Repeat every entry below exactly as given.

Data supplied section start

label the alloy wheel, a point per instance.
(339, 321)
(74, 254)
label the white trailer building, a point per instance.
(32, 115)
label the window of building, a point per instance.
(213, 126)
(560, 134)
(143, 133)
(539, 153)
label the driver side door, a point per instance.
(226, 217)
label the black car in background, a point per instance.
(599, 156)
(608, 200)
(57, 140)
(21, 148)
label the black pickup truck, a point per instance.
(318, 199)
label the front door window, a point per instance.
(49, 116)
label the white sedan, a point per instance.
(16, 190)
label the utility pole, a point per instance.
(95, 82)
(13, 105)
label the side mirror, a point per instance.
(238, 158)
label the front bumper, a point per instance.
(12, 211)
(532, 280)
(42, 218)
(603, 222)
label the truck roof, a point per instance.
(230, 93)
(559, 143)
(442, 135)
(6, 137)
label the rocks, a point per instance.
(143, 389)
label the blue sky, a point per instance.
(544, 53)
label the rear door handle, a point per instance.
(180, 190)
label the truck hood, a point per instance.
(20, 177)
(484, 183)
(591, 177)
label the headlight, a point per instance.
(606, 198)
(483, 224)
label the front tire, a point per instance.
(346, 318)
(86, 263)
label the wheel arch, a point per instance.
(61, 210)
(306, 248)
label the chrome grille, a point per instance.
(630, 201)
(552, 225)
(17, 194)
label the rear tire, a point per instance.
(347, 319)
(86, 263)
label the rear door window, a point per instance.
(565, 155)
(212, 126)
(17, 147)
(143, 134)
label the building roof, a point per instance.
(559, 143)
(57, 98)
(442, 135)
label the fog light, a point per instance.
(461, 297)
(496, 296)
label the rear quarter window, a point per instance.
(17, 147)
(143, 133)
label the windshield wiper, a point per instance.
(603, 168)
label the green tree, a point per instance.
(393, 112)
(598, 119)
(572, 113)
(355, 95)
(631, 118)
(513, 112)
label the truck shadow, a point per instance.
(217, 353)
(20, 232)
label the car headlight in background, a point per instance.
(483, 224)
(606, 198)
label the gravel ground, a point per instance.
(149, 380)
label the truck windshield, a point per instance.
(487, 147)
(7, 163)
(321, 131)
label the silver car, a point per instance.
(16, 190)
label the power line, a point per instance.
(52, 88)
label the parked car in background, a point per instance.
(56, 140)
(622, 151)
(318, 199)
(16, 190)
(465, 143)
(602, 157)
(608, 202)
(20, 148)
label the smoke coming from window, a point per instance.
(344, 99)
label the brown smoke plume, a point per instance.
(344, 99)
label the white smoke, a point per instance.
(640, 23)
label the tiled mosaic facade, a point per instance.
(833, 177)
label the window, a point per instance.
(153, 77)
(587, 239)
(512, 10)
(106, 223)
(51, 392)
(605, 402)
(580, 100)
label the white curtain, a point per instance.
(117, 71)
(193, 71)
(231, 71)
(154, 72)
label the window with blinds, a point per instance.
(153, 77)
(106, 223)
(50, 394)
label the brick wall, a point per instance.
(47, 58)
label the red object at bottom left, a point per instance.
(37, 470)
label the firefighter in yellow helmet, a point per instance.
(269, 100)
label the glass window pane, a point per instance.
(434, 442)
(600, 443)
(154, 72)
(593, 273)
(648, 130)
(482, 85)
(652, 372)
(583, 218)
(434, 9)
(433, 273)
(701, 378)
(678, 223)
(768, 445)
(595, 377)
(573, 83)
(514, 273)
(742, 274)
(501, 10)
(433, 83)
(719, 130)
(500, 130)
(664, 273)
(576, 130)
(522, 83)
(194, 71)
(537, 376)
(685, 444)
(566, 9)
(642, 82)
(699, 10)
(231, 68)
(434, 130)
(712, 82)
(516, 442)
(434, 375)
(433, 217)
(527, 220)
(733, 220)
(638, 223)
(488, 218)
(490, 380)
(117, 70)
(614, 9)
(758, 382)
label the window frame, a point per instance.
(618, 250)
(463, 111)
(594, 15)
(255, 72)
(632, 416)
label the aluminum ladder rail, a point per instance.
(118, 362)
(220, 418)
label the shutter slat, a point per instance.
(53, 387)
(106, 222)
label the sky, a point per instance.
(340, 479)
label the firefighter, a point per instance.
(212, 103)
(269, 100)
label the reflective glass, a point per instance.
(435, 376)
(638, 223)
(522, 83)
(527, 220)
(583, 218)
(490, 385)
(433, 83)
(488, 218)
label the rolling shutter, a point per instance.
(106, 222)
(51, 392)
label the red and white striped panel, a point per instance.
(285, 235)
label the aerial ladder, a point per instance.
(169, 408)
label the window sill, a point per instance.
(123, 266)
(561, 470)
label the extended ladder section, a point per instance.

Data supplied section end

- Task result
label the alloy wheel, a point per instance.
(339, 321)
(74, 254)
label the white trailer building, a point per instance.
(32, 115)
label the window of building, a point per instance.
(213, 126)
(560, 134)
(143, 133)
(539, 153)
label the driver side door, a point per instance.
(226, 217)
label the black car in background, a point per instance.
(599, 156)
(608, 200)
(57, 140)
(21, 148)
label the black pickup truck, a point per instance.
(318, 199)
label the front door window, a point per instance.
(49, 116)
label the white sedan, a point per instance.
(16, 190)
label the utility pole, a point per instance.
(95, 82)
(13, 105)
label the side mirror, a point per instance.
(238, 158)
label the front bumper, a point per instance.
(12, 211)
(532, 280)
(42, 218)
(603, 222)
label the truck roof, a point per instance.
(230, 93)
(559, 143)
(442, 135)
(6, 137)
label the rocks, a point per instance.
(143, 389)
label the blue sky, a point per instance.
(544, 53)
label the rear door handle, a point per instance.
(180, 190)
label the truck hood, a point per instance.
(20, 177)
(484, 183)
(591, 177)
label the headlight, a point per instance.
(606, 198)
(483, 224)
label the front tire, a point per instance.
(346, 318)
(86, 263)
label the wheel arch, a point per instance.
(61, 210)
(306, 248)
label the chrome grille, a point per instance.
(630, 201)
(552, 225)
(17, 194)
label the rear tire, a point per instance.
(347, 319)
(86, 263)
label the rear door window, a point per instance.
(565, 155)
(212, 126)
(17, 147)
(143, 134)
label the building roof, a point per instance.
(559, 143)
(57, 98)
(442, 135)
label the fog light, a point per instance.
(461, 297)
(496, 296)
label the rear quarter window, a point per instance.
(17, 147)
(143, 133)
label the windshield wiper, a point per instance.
(603, 168)
label the green tree, a point per instance.
(393, 112)
(598, 119)
(572, 113)
(355, 95)
(631, 118)
(513, 112)
label the truck shadow, a point per instance.
(217, 353)
(20, 232)
label the car headlight in background, a point per instance.
(483, 224)
(606, 198)
label the gravel ground, a point per instance.
(149, 380)
label the truck windshield, a point per instance.
(487, 147)
(7, 163)
(321, 131)
label the silver car, a point per instance.
(16, 190)
label the power line, a point per instance.
(52, 88)
label the parked car in background, a point per instance.
(56, 140)
(622, 151)
(318, 199)
(16, 190)
(465, 143)
(602, 157)
(608, 202)
(20, 148)
label the smoke coming from window, a point per instance.
(344, 99)
label the brown smoke plume, a point per instance.
(344, 99)
label the white smoke, a point per instance.
(640, 23)
label the tiled mosaic facade, a point per instance.
(833, 177)
label the window, a point per instance.
(153, 77)
(587, 239)
(512, 10)
(106, 223)
(51, 392)
(605, 402)
(580, 100)
label the white curtain, a point per instance.
(117, 71)
(193, 71)
(231, 71)
(154, 72)
label the window with blinds, a point per instance.
(153, 77)
(106, 223)
(50, 394)
label the brick wall, a point per instance.
(47, 58)
label the red object at bottom left, a point per instance.
(37, 470)
label the firefighter in yellow helmet, a point per instance.
(269, 100)
label the glass window pane, a point per instance.
(434, 442)
(600, 443)
(154, 72)
(593, 273)
(648, 130)
(482, 85)
(652, 372)
(583, 218)
(434, 9)
(433, 273)
(701, 378)
(678, 223)
(768, 445)
(595, 377)
(573, 83)
(514, 273)
(742, 274)
(501, 10)
(433, 83)
(719, 130)
(500, 130)
(664, 273)
(576, 130)
(522, 83)
(194, 71)
(537, 376)
(685, 444)
(566, 9)
(642, 82)
(699, 10)
(231, 68)
(434, 130)
(712, 82)
(516, 442)
(434, 375)
(433, 217)
(527, 220)
(733, 220)
(638, 223)
(488, 218)
(490, 380)
(117, 70)
(614, 9)
(758, 382)
label the window frame, a point per instance.
(618, 250)
(463, 111)
(594, 15)
(255, 72)
(632, 416)
label the aluminum ladder rail, a point per instance.
(118, 362)
(220, 418)
label the shutter slat, a point per instance.
(53, 387)
(106, 222)
label the sky, a point per instance.
(340, 479)
label the firefighter, a point per instance.
(212, 103)
(269, 100)
label the reflective glass, a point per instance.
(435, 376)
(638, 223)
(522, 83)
(527, 220)
(583, 218)
(490, 385)
(433, 83)
(488, 218)
label the rolling shutter, a point per instance.
(106, 222)
(51, 392)
label the red and white striped panel, a point per instance.
(285, 235)
label the aerial ladder, a point per instance.
(169, 408)
label the window sill, a point per instance.
(123, 266)
(561, 470)
label the extended ladder section, a point per instance.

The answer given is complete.